BEGIN Given information

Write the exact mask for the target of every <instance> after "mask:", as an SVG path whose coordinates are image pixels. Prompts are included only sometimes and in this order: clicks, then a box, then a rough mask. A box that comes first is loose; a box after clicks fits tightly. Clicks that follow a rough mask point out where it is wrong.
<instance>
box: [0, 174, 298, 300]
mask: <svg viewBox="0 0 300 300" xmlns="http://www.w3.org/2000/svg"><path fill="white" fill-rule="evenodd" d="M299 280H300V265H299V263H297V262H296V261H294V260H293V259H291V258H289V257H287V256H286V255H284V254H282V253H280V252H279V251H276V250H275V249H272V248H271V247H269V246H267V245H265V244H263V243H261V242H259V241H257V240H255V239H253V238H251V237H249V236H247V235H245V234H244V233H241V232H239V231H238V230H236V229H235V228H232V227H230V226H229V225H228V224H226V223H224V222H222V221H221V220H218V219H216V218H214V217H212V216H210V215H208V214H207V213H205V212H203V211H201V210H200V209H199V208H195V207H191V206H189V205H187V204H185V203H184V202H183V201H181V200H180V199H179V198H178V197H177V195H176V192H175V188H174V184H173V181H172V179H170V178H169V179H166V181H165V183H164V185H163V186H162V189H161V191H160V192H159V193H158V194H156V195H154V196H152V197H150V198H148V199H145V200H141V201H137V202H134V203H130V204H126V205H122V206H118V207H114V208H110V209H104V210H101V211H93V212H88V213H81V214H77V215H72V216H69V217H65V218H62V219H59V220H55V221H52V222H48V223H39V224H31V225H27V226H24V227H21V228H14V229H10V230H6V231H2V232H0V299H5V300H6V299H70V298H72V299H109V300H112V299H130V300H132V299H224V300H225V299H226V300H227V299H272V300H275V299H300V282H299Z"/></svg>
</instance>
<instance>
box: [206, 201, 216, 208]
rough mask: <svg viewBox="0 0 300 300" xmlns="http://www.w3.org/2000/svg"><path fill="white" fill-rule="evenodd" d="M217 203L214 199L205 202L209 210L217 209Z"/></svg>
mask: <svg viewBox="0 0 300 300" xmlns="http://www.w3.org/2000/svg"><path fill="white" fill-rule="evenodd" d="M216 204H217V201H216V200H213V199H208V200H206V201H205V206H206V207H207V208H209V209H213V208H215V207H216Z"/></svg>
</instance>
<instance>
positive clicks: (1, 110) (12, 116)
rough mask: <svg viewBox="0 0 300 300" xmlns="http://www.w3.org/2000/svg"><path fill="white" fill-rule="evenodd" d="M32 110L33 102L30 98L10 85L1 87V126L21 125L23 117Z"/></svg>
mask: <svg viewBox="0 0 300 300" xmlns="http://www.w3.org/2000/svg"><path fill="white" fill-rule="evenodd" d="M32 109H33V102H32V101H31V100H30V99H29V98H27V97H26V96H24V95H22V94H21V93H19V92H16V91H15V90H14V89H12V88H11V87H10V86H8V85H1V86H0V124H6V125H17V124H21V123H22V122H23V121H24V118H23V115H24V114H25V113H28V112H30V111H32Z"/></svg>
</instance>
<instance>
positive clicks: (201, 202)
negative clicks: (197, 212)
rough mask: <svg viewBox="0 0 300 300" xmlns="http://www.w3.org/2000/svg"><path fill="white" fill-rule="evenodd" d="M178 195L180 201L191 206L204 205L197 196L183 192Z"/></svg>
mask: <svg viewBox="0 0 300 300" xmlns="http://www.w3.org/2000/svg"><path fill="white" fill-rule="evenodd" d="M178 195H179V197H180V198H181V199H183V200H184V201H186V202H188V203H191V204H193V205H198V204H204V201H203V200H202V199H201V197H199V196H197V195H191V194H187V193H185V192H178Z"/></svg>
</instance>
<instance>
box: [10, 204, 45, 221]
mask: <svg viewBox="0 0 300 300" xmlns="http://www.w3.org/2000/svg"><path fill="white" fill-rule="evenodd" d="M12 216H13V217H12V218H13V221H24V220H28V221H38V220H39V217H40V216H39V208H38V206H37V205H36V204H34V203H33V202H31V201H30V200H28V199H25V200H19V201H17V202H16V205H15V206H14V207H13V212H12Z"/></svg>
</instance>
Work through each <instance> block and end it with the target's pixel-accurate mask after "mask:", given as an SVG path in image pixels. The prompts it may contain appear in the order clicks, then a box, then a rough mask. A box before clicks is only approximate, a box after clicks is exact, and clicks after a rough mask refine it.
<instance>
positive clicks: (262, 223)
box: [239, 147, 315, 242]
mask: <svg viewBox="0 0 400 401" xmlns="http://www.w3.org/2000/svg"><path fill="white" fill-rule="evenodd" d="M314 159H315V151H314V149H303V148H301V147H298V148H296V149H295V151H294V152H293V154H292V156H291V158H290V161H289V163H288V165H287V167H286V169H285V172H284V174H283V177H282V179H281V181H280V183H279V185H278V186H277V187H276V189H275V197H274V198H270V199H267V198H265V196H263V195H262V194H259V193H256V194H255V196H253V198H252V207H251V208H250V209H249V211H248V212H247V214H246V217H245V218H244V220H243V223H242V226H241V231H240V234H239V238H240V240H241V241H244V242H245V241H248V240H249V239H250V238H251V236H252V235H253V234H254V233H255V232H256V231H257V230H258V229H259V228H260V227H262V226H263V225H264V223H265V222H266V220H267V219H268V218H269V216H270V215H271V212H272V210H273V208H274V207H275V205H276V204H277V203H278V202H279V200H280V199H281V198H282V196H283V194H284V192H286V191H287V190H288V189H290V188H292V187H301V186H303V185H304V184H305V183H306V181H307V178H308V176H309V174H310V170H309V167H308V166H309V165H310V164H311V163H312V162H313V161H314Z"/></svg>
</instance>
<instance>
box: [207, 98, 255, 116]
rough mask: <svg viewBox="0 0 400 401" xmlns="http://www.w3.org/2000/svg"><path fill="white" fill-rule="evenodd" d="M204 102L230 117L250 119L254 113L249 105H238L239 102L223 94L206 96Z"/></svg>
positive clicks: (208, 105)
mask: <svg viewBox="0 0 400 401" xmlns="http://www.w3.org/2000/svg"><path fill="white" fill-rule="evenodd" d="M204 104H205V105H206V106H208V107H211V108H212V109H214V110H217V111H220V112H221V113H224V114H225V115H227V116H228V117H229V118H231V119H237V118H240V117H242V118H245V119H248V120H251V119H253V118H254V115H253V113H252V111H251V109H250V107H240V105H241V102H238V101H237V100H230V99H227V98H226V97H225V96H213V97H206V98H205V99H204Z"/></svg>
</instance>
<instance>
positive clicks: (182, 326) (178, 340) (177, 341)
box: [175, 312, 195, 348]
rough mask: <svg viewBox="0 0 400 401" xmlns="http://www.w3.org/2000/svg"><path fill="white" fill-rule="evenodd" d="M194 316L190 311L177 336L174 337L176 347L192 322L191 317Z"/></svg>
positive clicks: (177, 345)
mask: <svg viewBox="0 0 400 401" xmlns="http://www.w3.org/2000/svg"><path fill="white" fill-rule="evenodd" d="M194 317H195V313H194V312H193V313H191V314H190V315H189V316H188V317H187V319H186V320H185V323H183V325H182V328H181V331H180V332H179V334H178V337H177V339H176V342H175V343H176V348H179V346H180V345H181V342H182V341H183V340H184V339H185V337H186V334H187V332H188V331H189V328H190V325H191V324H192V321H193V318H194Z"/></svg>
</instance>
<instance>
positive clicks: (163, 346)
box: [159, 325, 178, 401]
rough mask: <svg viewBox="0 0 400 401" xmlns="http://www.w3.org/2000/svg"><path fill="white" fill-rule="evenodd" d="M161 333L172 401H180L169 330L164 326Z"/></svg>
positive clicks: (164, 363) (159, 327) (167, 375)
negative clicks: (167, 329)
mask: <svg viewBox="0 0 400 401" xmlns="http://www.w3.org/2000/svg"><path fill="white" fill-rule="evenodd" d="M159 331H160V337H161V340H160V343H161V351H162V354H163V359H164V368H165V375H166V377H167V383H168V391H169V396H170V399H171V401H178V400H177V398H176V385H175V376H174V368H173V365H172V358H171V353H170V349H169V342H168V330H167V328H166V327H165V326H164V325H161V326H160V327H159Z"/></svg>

END Given information

Your task is to reproduce exactly the lines from the one with "positive clicks: (163, 346)" through the end of the listing. Both ends belong in the answer.

### Response to this task
positive clicks: (163, 346)
box: [159, 325, 178, 401]
rough mask: <svg viewBox="0 0 400 401" xmlns="http://www.w3.org/2000/svg"><path fill="white" fill-rule="evenodd" d="M161 333L172 401H180L169 330L164 326Z"/></svg>
positive clicks: (164, 363) (159, 327) (167, 375)
negative clicks: (167, 329)
mask: <svg viewBox="0 0 400 401" xmlns="http://www.w3.org/2000/svg"><path fill="white" fill-rule="evenodd" d="M159 331H160V337H161V340H160V343H161V351H162V354H163V359H164V368H165V375H166V377H167V383H168V391H169V396H170V399H171V401H178V400H177V398H176V385H175V376H174V368H173V365H172V358H171V353H170V349H169V342H168V330H167V328H166V327H165V326H164V325H161V326H160V327H159Z"/></svg>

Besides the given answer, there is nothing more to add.